* **Set problem**:
Pick out each line below that contains the word "backpack", and copy those lines.

* **Data for this exercise**:
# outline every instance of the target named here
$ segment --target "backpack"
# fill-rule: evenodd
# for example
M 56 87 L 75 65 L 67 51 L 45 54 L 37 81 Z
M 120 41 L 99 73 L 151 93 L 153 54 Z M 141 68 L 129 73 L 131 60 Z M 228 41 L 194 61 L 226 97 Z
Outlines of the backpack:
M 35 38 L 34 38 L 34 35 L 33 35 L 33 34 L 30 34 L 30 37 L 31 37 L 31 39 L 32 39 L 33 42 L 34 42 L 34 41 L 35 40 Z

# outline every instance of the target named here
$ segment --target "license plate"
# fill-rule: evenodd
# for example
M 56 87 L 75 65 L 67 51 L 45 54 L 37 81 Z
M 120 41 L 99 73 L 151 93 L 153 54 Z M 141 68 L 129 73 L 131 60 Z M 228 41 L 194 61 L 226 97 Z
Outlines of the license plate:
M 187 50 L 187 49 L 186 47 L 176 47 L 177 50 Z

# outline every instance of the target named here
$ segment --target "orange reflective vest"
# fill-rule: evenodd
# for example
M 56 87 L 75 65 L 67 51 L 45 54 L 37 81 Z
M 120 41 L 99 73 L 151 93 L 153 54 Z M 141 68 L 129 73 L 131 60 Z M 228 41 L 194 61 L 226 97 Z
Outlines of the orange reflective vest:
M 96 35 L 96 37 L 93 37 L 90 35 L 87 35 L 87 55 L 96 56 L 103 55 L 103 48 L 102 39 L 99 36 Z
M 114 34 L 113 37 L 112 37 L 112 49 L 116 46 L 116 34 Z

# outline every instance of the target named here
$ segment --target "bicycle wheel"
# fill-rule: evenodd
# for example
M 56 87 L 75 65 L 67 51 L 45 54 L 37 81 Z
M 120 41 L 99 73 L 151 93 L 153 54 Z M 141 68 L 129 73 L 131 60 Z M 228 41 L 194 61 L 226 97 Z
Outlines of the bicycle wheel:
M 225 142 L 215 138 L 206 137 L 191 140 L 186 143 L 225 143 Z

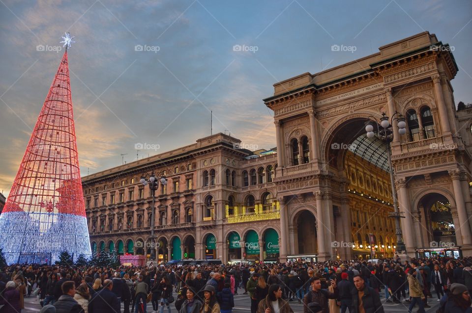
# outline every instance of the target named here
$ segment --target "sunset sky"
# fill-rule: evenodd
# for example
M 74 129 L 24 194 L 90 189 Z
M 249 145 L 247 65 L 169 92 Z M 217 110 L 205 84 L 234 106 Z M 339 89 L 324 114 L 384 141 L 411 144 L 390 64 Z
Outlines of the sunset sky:
M 226 131 L 275 146 L 262 99 L 428 30 L 454 49 L 457 103 L 472 102 L 472 2 L 0 1 L 0 192 L 7 195 L 64 52 L 83 176 Z M 331 46 L 355 47 L 333 52 Z M 234 49 L 240 45 L 241 50 Z M 43 49 L 44 48 L 44 49 Z

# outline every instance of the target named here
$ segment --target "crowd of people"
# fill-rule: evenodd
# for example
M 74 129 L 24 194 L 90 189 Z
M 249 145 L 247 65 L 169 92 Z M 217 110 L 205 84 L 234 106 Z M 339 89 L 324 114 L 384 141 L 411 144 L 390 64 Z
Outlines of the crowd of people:
M 0 272 L 0 313 L 17 313 L 24 297 L 48 313 L 231 313 L 235 295 L 247 294 L 251 313 L 382 313 L 383 303 L 406 312 L 430 307 L 472 313 L 472 259 L 392 259 L 211 265 L 152 264 L 118 268 L 21 264 Z M 383 291 L 382 290 L 383 289 Z M 385 299 L 381 301 L 380 292 Z M 407 295 L 408 293 L 408 295 Z M 174 295 L 177 294 L 174 297 Z

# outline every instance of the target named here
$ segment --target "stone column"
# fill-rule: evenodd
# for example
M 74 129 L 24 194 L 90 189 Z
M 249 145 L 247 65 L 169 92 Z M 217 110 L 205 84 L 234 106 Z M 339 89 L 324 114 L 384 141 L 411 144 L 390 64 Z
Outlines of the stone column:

* **Worked answer**:
$ segment --target "backpack"
Outlines of the backpack:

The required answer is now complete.